● Data shown:
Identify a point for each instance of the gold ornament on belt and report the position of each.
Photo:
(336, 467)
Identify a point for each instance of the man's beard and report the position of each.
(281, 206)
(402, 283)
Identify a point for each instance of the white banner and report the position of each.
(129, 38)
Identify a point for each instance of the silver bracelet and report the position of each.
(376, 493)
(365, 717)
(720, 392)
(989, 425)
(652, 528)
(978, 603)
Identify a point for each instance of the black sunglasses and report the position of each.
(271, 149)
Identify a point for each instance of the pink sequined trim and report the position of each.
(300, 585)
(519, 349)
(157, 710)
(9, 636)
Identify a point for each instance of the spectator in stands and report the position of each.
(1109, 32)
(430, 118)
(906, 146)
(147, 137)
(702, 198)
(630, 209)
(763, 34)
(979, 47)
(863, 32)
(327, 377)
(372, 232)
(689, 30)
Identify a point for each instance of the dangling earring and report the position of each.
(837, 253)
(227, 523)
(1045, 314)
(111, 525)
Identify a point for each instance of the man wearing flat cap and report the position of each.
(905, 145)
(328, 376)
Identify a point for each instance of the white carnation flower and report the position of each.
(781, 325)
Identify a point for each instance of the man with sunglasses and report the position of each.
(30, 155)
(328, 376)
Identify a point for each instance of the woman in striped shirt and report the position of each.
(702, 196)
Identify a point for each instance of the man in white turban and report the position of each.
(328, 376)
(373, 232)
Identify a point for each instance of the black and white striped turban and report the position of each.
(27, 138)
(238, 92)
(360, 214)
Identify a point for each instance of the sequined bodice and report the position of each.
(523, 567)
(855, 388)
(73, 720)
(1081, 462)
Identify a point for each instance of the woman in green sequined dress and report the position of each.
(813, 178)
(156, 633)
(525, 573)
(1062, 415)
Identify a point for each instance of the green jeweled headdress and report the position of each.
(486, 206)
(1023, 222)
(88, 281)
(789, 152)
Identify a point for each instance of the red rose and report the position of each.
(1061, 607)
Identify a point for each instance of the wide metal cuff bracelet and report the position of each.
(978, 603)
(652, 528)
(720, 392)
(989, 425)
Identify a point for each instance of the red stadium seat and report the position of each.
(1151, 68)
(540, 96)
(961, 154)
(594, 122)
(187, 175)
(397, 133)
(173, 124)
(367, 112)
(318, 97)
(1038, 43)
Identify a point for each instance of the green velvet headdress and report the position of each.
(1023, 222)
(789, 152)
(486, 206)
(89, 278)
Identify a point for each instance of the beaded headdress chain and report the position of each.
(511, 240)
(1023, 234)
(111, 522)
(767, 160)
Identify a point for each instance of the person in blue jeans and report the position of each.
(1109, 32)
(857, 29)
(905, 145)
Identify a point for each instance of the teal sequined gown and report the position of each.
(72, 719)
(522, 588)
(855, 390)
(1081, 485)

● Job:
Can you give everything from the line containing "Identify a point for each instance of the red stadium" down to the final line, both included, as a numbered list with blank lines omitted?

● Correct result:
1. Identify a point for each instance of the red stadium seat and report the position of each.
2. (1151, 68)
3. (540, 96)
4. (961, 154)
5. (594, 122)
6. (187, 175)
7. (397, 133)
8. (173, 124)
9. (367, 112)
10. (318, 97)
11. (1038, 43)
12. Identify a point for each instance of the green velvet headdress and report the position of each.
13. (1023, 222)
14. (789, 152)
15. (486, 206)
16. (89, 278)
17. Identify a point for each instance of the beaded headdress chain and report the position of each.
18. (511, 240)
19. (1023, 234)
20. (111, 522)
21. (767, 160)
22. Identify a point for each instance of the person in blue jeans and report the position of each.
23. (1109, 32)
24. (857, 29)
25. (905, 145)
26. Identify a point for each instance of the teal sequined gown and report the position of each.
27. (72, 719)
28. (522, 588)
29. (855, 390)
30. (1081, 485)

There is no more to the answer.